Getting German Wrong Until It's Right

Ein bier, bitte!

I started learning German after I found a job in Germany in 2014. It wasn't a serious effort, just a free app, but my intention was to get a head start before I arrived.

After a few days in Germany, I knew an app wasn't going to cut it. My new employers had promised German lessons, so I doubled my efforts on the cheapskate app while I awaited the real thing. By the time my employers said there wouldn't be lessons after all, the app told me I had 26 percent fluency.

Of course, that number was bullshit.

Learning a language is like hiking. You can study maps of the trail, check the elevation, and buy some comfy boots, but you have no idea what you're in for until you start hit the trail. It might be rockier and much steeper than you anticipated, maybe the air is a little thinner up there too. You don't know anything about the trail until you start walking it.

When I started German class, I noticed that despite the hours of tapping and swiping at my app, I couldn't speak the language in a pinch. Slowly, I realized you learn a language by doing it.

The novice German speaker practicing his skills in public encounters two types of Germans. There are the sympathetic Germans who nod encouragingly at your clumsy efforts. And there's those who are annoyed with your crappy German: "You're in Germany! Why can't you speak German yet?"

The first group has some lingual empathy, often from pecking at another language, and understand the notorious difficulties of learning any language, especially German.

Take the pronoun sie. It can mean she, her, it, they, them, or the polite you. I must listen carefully for the conversation's context to understand if a German speaker is talking to my group, addressing me politely, or questioning my manhood.

This would lead you to believe the German language is running low on words, but this is a language whose precision gives you so many lovely words, like Treppenwitz, as in stair joke, that witty comeback you thought of after you've left the room and walked down the stairs.

Instructions to follow:
In the essay on learning German, what fluency level did the app report by the time the employers said there would be no lessons?

[Stored data entries]

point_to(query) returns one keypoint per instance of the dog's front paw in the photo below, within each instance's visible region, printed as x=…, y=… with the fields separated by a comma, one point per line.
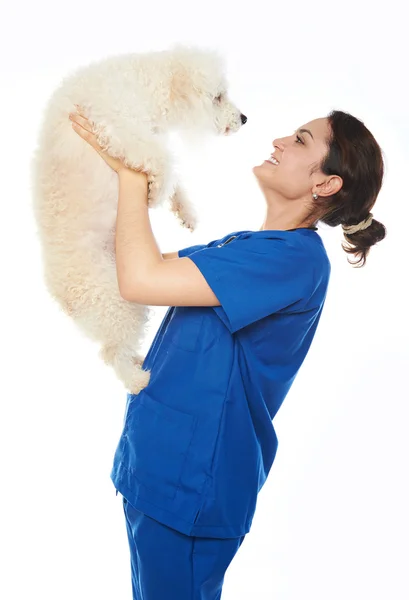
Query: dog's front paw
x=183, y=209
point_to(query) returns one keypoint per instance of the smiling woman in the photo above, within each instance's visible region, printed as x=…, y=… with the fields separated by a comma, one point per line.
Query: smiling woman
x=330, y=170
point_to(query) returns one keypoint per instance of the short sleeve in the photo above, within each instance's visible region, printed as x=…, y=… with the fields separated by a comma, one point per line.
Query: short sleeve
x=256, y=277
x=190, y=249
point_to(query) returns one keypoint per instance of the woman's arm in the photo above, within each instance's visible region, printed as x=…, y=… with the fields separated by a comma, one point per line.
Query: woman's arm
x=168, y=255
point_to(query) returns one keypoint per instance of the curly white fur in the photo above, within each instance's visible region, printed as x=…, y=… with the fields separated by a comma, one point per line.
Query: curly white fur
x=134, y=101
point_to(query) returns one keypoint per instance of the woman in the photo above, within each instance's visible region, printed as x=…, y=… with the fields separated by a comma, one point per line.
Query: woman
x=198, y=441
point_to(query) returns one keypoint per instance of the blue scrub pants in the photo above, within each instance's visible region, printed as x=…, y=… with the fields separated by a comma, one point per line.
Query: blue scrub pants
x=169, y=565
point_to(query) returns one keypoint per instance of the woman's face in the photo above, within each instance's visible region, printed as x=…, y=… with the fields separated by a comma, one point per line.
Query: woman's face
x=297, y=154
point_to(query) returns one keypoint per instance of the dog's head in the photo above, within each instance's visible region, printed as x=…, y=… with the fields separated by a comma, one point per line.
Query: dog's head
x=198, y=97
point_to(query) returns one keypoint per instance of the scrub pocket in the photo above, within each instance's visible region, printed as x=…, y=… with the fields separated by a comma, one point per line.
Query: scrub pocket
x=158, y=442
x=185, y=327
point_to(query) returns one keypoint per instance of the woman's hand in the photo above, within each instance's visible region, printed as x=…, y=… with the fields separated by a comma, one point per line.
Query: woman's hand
x=84, y=128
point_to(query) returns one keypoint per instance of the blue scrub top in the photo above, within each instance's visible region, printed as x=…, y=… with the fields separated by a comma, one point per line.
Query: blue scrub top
x=198, y=441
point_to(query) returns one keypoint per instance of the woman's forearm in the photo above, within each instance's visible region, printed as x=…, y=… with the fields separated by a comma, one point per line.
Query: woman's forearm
x=137, y=253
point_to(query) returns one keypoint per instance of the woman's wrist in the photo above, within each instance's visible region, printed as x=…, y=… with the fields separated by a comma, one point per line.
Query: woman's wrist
x=132, y=175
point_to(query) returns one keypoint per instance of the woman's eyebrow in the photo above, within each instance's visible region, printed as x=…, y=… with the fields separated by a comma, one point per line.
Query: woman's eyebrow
x=304, y=130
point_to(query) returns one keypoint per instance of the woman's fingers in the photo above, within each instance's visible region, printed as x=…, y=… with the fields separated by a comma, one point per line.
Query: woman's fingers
x=83, y=121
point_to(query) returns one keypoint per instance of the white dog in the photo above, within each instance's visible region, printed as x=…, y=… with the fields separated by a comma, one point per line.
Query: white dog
x=133, y=101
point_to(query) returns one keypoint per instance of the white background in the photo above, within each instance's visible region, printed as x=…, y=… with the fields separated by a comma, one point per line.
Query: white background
x=332, y=519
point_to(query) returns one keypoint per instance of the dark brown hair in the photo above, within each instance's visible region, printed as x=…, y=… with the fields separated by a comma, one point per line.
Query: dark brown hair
x=354, y=155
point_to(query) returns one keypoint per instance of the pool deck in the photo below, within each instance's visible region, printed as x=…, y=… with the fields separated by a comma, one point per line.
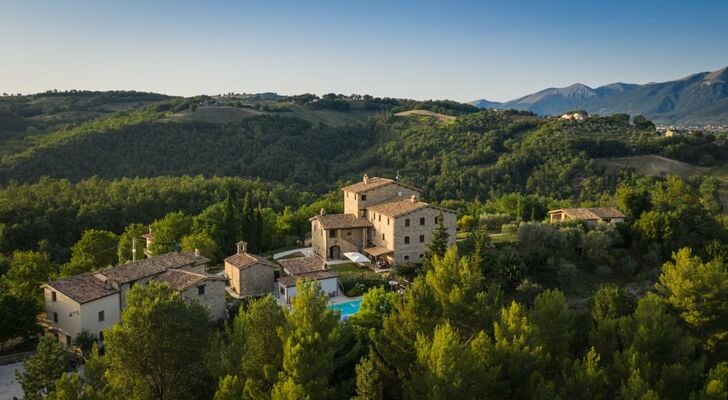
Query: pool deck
x=343, y=299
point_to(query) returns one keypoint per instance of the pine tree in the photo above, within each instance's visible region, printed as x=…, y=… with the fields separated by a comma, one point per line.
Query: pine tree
x=309, y=345
x=229, y=388
x=368, y=379
x=43, y=368
x=230, y=224
x=438, y=244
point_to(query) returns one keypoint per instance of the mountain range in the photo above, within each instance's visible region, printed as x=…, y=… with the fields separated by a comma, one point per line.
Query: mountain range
x=697, y=99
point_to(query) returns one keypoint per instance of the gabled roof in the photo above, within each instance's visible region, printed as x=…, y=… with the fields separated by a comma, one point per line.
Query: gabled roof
x=303, y=265
x=290, y=281
x=151, y=266
x=401, y=207
x=341, y=221
x=82, y=288
x=245, y=260
x=180, y=280
x=371, y=183
x=590, y=214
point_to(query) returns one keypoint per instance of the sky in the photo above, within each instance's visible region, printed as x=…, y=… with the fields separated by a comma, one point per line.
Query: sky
x=459, y=50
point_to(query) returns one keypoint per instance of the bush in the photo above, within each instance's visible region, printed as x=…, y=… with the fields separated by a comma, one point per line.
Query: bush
x=493, y=222
x=509, y=228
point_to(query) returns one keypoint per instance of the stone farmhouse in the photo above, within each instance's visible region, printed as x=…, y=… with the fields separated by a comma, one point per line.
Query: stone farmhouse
x=590, y=215
x=250, y=275
x=307, y=268
x=382, y=218
x=94, y=302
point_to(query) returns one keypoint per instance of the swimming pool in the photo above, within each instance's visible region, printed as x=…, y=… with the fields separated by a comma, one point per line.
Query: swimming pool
x=347, y=309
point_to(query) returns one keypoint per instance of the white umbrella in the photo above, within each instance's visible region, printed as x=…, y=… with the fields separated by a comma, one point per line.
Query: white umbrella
x=357, y=257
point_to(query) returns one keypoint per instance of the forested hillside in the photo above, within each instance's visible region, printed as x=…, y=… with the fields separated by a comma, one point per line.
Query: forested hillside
x=518, y=309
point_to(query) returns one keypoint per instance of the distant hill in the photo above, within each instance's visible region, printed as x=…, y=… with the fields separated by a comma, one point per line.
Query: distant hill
x=697, y=99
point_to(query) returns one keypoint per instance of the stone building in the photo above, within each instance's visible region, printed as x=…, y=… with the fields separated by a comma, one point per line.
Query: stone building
x=382, y=218
x=250, y=275
x=312, y=268
x=93, y=302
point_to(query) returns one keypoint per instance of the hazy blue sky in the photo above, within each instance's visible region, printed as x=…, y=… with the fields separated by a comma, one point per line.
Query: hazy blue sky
x=417, y=49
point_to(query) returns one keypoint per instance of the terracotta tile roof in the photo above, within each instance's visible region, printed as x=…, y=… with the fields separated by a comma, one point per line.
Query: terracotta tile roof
x=244, y=260
x=341, y=221
x=399, y=207
x=290, y=281
x=180, y=280
x=82, y=288
x=151, y=266
x=590, y=214
x=303, y=265
x=371, y=183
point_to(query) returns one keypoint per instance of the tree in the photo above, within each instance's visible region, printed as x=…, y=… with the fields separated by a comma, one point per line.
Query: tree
x=18, y=316
x=131, y=233
x=438, y=244
x=157, y=351
x=84, y=341
x=699, y=293
x=368, y=380
x=261, y=358
x=43, y=368
x=28, y=271
x=446, y=368
x=95, y=250
x=585, y=380
x=169, y=231
x=459, y=287
x=71, y=387
x=309, y=345
x=203, y=242
x=552, y=324
x=610, y=301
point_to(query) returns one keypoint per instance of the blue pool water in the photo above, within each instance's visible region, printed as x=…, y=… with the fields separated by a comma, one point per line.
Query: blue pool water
x=347, y=309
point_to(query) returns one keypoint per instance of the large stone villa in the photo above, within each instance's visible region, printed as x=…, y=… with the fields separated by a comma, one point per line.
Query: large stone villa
x=383, y=219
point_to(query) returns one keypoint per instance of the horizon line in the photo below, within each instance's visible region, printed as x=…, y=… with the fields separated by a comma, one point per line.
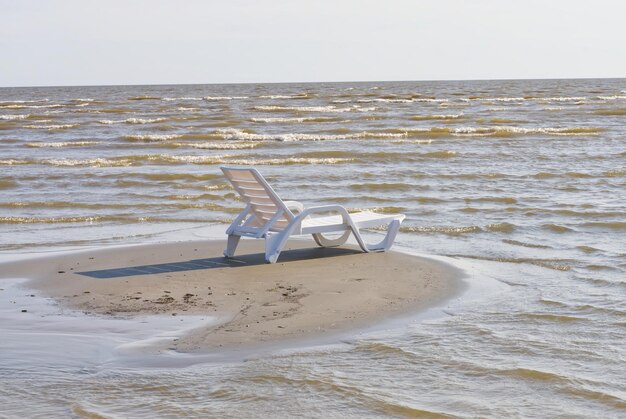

Solution below:
26 percent fluency.